What the exercise asks — The reply should reproduce every line of the data below word for word, minus any images.

════

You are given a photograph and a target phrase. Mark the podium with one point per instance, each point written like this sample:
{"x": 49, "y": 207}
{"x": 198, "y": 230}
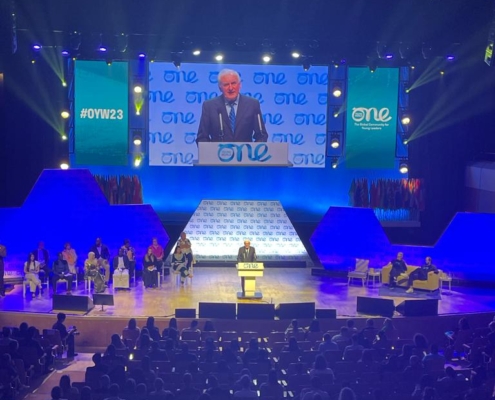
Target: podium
{"x": 248, "y": 273}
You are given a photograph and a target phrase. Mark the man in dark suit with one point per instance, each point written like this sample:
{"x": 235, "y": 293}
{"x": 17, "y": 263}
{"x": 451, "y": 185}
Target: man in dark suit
{"x": 246, "y": 253}
{"x": 41, "y": 255}
{"x": 102, "y": 254}
{"x": 231, "y": 117}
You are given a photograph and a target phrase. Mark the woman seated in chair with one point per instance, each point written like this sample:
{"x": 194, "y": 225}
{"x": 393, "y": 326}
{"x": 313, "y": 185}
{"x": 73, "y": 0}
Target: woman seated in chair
{"x": 150, "y": 271}
{"x": 31, "y": 271}
{"x": 179, "y": 264}
{"x": 92, "y": 271}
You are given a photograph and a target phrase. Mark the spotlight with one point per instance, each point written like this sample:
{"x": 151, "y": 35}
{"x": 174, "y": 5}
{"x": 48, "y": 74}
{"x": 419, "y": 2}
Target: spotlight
{"x": 137, "y": 140}
{"x": 337, "y": 91}
{"x": 121, "y": 42}
{"x": 75, "y": 40}
{"x": 177, "y": 59}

════

Result of the task —
You are given a photograph and a target phrase. Mark the podium with one point per instance, each point written like this sample:
{"x": 49, "y": 207}
{"x": 198, "y": 230}
Target: podium
{"x": 248, "y": 273}
You are given a photograph and a target phrase. Mark the man in dark suit with one point per instance, each point written like this sample:
{"x": 235, "y": 293}
{"x": 17, "y": 263}
{"x": 451, "y": 185}
Target: man in dark suit
{"x": 246, "y": 253}
{"x": 41, "y": 255}
{"x": 102, "y": 254}
{"x": 231, "y": 117}
You are given a photograph and a target phrase. Mark the woman seated in chair with one point per instance, each point written like this sample:
{"x": 194, "y": 225}
{"x": 393, "y": 326}
{"x": 313, "y": 185}
{"x": 73, "y": 0}
Target: woman seated in chair
{"x": 150, "y": 271}
{"x": 31, "y": 271}
{"x": 179, "y": 264}
{"x": 92, "y": 271}
You are given a photograph and a target phrase. Mark the spotlight with one point per instance, each point written like this sample:
{"x": 151, "y": 35}
{"x": 174, "y": 5}
{"x": 48, "y": 74}
{"x": 419, "y": 2}
Target: spotlight
{"x": 137, "y": 140}
{"x": 337, "y": 91}
{"x": 121, "y": 42}
{"x": 75, "y": 40}
{"x": 177, "y": 59}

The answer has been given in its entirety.